Point labeling dataset excerpts:
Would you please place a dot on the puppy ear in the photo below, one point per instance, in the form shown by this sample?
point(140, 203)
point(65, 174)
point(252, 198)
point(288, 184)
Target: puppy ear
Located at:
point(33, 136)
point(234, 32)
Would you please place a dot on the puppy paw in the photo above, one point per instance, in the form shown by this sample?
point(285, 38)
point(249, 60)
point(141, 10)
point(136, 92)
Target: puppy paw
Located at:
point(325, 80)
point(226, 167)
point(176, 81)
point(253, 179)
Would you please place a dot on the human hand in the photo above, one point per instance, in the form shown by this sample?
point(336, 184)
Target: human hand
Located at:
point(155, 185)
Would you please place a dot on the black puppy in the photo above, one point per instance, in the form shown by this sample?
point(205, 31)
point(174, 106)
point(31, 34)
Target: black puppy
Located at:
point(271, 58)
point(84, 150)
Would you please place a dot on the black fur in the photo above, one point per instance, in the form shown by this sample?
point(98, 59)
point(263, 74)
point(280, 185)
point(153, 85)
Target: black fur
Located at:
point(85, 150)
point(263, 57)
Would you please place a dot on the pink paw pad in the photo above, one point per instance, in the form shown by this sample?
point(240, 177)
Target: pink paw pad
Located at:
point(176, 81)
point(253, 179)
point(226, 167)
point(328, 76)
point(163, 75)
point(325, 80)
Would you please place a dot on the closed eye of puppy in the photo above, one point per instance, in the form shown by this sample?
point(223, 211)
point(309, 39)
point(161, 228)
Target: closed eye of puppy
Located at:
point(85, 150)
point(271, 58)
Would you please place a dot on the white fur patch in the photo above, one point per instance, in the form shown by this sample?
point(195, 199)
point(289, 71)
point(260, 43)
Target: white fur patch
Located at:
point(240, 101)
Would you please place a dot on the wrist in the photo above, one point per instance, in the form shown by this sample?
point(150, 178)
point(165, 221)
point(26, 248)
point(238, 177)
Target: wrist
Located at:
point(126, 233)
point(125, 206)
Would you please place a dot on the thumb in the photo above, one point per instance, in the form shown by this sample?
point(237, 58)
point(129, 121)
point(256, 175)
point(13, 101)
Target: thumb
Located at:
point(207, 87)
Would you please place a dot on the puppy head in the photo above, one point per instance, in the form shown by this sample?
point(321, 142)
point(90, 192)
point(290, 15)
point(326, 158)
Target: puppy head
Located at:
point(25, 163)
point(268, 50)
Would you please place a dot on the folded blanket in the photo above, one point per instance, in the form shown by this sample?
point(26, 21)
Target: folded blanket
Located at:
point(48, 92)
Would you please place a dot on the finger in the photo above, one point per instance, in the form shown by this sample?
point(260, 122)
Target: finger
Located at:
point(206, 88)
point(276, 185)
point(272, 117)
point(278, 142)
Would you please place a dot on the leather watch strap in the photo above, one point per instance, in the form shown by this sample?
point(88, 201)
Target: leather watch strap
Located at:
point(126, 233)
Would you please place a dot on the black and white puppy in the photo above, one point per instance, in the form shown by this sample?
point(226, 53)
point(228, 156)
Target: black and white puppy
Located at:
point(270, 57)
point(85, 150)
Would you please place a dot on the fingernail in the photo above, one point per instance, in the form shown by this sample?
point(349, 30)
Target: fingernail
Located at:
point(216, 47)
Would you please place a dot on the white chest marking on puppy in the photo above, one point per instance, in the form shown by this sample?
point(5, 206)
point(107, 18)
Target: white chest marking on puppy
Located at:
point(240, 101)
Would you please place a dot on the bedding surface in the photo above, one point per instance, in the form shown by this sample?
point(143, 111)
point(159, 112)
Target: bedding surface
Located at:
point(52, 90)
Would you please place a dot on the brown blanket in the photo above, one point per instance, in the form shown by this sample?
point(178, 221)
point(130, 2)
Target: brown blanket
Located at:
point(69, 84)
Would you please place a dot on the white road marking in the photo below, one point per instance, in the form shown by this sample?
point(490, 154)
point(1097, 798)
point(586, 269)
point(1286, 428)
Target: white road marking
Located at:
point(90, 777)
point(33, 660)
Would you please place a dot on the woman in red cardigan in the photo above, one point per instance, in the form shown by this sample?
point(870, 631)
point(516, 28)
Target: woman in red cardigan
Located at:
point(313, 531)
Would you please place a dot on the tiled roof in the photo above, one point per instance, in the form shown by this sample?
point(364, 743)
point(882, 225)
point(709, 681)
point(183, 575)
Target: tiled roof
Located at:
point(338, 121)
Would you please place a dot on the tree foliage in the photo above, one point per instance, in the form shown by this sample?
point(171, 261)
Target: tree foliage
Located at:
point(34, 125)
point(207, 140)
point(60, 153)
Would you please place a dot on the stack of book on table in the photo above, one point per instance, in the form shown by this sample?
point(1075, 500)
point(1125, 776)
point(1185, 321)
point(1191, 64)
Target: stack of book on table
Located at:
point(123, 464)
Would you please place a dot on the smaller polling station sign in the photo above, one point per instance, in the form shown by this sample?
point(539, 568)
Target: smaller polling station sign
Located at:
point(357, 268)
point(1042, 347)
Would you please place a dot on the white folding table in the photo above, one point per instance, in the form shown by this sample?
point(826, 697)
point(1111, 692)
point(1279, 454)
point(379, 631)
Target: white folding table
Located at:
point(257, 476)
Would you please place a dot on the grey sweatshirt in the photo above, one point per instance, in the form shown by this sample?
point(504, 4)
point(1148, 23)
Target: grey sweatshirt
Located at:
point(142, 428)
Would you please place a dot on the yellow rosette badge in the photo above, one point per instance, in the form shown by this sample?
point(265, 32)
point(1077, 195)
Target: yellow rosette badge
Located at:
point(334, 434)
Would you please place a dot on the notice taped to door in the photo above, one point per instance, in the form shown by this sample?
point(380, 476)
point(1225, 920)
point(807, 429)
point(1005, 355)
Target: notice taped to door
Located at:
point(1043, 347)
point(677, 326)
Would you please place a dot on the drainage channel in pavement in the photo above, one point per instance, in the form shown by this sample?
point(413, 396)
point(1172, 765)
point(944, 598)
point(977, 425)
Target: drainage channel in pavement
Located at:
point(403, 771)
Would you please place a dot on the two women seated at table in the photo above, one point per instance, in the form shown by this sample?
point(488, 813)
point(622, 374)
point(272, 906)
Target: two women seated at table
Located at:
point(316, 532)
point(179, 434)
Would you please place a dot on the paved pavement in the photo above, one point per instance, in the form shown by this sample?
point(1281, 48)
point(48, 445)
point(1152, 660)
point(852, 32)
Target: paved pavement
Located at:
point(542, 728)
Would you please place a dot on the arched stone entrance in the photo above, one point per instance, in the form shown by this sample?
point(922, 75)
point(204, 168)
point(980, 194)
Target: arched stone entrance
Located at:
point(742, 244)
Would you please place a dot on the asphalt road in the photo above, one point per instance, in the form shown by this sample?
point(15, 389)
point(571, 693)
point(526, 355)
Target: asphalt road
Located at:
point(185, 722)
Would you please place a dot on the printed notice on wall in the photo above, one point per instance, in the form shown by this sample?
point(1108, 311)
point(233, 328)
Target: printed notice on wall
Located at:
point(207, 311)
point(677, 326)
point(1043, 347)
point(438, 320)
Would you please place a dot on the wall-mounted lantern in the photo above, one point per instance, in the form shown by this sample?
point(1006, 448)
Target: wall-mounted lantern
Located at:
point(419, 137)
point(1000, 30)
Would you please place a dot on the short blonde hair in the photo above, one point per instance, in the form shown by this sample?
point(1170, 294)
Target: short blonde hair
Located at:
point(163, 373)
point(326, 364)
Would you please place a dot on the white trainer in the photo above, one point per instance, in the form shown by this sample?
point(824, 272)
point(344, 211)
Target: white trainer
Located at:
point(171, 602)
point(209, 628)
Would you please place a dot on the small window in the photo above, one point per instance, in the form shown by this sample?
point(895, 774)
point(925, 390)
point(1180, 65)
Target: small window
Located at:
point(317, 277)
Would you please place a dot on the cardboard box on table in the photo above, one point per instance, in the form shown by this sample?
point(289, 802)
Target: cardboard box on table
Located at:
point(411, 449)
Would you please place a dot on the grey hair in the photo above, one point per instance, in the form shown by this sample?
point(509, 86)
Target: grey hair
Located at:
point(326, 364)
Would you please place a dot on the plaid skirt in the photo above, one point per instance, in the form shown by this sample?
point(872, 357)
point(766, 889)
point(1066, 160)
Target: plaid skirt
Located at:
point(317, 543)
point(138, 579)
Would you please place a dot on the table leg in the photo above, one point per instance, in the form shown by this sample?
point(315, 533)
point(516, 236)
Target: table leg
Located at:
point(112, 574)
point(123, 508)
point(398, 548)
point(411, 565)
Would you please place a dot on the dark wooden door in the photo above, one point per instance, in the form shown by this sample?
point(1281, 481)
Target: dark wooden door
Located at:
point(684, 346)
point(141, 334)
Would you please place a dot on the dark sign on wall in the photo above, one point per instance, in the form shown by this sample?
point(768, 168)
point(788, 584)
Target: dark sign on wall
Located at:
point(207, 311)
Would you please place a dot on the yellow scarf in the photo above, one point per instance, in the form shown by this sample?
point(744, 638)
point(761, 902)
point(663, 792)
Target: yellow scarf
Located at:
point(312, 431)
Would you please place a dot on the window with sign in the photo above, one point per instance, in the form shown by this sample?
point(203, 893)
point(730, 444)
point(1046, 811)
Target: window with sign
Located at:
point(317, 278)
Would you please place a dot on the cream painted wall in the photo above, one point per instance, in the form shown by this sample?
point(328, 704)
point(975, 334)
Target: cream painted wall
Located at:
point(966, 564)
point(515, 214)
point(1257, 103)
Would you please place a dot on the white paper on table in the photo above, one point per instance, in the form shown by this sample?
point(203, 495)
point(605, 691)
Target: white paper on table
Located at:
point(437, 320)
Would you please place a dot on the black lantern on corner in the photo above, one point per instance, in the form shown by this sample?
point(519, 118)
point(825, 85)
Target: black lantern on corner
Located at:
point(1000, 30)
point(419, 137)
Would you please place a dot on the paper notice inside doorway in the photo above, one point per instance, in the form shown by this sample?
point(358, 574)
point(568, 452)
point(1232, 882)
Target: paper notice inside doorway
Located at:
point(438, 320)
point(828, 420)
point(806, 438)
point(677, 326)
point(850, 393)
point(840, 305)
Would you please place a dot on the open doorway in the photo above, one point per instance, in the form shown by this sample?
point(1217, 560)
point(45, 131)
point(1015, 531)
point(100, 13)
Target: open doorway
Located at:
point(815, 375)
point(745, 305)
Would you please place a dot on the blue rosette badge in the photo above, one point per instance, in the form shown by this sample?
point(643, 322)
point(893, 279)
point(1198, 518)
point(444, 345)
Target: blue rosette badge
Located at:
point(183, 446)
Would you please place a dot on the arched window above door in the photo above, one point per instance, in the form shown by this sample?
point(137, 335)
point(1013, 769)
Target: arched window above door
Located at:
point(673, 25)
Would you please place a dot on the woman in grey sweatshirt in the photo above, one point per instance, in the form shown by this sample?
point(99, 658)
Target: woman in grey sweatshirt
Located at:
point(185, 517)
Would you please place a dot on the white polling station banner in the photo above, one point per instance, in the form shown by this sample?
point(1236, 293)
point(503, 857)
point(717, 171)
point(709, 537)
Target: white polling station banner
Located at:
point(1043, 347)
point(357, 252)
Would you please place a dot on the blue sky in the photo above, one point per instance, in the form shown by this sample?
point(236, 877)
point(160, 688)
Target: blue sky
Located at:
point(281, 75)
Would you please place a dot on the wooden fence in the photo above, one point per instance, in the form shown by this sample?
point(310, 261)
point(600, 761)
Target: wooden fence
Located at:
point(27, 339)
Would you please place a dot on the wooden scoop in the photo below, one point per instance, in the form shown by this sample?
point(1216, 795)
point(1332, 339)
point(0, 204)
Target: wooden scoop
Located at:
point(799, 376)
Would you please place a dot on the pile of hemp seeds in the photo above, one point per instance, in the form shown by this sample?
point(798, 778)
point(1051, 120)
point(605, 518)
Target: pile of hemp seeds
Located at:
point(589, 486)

• Problem:
Rewrite the stretch from the line containing "Would you please place a dot on the pile" through the end of the items, changing every "hemp seeds" to "sunflower seeds" and leaving all else as it is.

• Answer to this exercise:
Would you please place a dot on the pile of sunflower seeds in the photo above, one point per instance, in the form shown by this sample?
point(798, 778)
point(1051, 120)
point(605, 518)
Target: pile of sunflower seeds
Located at:
point(589, 486)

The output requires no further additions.